--- Exercise objective ---
Present the material as a Markdown table with the columns "No." and "Entry," beginning at the line that contains "Crossing-audit request: pin the blue" and ending with the final line. Number each row in order and leave out any blank lines.

==== Dataset extract ====

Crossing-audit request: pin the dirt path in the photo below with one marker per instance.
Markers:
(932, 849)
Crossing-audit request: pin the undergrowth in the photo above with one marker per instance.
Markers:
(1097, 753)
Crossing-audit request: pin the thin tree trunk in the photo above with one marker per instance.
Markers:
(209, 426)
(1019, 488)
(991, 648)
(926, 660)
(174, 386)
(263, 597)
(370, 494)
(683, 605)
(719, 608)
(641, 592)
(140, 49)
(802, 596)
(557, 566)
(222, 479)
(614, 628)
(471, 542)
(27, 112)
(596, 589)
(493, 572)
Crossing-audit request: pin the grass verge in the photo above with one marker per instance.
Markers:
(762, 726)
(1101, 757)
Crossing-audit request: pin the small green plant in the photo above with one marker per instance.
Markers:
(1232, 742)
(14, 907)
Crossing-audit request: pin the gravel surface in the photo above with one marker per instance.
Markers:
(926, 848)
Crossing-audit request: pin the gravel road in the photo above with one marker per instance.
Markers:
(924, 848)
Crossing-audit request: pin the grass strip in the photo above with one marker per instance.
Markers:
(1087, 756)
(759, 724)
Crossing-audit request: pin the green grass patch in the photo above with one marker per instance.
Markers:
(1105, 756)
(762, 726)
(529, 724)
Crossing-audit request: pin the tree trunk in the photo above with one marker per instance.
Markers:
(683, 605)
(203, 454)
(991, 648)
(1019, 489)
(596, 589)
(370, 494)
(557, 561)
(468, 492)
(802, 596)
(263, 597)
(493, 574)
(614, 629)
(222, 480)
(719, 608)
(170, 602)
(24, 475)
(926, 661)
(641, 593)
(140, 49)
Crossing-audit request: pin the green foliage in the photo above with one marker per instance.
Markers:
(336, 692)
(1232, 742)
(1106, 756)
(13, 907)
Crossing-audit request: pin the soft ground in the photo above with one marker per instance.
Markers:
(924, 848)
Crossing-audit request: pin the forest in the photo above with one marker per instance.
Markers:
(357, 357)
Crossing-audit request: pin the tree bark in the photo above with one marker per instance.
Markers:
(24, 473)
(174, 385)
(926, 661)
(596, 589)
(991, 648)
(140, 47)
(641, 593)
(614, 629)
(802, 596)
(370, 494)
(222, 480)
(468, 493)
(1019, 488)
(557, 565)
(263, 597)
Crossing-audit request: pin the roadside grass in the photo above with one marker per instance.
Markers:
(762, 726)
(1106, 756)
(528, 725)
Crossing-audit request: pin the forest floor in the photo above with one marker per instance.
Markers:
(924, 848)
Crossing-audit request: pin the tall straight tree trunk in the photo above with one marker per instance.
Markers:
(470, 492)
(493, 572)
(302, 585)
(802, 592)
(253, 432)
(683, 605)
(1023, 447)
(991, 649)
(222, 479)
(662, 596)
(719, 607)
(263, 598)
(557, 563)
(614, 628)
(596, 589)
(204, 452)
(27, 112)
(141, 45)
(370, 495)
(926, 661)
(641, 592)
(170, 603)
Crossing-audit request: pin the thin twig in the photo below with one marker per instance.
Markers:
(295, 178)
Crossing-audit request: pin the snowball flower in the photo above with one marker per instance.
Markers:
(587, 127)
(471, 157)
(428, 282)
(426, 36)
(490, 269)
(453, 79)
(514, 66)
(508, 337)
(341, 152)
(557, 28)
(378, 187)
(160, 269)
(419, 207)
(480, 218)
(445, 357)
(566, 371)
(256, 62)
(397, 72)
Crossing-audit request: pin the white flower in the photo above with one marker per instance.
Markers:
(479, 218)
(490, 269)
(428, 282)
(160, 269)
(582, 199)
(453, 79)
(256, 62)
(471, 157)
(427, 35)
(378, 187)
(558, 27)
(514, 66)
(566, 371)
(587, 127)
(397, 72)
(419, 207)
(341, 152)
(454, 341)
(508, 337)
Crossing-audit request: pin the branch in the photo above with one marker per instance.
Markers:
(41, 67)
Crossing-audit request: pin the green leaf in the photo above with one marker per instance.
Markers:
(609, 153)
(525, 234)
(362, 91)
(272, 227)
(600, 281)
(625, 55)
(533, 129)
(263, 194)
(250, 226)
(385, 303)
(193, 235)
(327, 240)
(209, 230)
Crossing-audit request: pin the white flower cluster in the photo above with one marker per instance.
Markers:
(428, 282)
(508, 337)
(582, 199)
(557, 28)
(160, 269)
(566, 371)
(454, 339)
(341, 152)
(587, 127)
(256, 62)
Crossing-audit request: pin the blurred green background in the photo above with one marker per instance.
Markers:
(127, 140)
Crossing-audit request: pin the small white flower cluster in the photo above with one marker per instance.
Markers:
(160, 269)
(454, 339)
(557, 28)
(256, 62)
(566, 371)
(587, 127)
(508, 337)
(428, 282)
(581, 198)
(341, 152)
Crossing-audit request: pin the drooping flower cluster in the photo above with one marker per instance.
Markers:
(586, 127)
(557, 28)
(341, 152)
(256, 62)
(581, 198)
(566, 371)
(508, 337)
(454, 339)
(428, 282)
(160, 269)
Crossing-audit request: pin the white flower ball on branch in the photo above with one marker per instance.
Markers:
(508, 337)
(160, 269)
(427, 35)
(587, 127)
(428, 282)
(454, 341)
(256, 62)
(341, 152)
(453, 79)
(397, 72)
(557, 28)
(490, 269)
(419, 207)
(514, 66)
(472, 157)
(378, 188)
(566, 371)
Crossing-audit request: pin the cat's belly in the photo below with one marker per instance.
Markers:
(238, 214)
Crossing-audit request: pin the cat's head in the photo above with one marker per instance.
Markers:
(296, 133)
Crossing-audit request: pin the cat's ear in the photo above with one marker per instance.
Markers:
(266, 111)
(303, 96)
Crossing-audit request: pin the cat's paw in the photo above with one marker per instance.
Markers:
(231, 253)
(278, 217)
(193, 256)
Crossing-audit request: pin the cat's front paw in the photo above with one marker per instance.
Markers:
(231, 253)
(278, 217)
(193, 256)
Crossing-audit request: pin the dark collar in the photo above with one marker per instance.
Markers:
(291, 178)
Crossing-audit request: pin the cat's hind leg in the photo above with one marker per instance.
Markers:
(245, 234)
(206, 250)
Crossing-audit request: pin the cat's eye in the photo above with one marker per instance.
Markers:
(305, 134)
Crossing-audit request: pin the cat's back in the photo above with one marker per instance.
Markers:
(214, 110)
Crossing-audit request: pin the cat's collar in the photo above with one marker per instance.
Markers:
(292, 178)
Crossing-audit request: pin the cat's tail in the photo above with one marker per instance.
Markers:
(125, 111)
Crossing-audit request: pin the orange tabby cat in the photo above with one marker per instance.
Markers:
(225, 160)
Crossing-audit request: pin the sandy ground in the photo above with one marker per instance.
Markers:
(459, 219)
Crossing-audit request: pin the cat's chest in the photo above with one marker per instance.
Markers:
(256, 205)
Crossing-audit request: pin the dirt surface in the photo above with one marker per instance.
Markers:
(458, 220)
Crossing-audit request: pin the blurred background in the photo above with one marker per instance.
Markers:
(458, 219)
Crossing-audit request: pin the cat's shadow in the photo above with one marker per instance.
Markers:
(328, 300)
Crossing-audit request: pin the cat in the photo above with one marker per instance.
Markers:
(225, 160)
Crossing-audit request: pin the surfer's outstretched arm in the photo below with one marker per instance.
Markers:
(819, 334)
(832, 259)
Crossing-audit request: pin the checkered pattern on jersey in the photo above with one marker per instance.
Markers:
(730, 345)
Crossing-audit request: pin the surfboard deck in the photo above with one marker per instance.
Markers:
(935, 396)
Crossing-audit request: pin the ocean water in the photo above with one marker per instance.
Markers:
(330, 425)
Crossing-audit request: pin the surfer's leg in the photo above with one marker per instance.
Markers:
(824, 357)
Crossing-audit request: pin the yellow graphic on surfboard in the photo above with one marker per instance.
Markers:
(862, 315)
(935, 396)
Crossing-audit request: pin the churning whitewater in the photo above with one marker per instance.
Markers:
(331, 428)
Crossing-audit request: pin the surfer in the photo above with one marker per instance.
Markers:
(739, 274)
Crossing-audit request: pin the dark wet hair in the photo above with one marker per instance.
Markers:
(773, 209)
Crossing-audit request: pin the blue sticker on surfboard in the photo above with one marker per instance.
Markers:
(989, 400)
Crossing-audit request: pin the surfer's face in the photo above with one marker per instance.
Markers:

====

--- Answer to this exercise ---
| No. | Entry |
|---|---|
| 1 | Crossing-audit request: pin the blue sticker on surfboard in the photo above with one marker per instance. |
| 2 | Markers: |
| 3 | (989, 400) |
| 4 | Crossing-audit request: pin the surfer's face in the photo above with one marker per instance. |
| 5 | Markers: |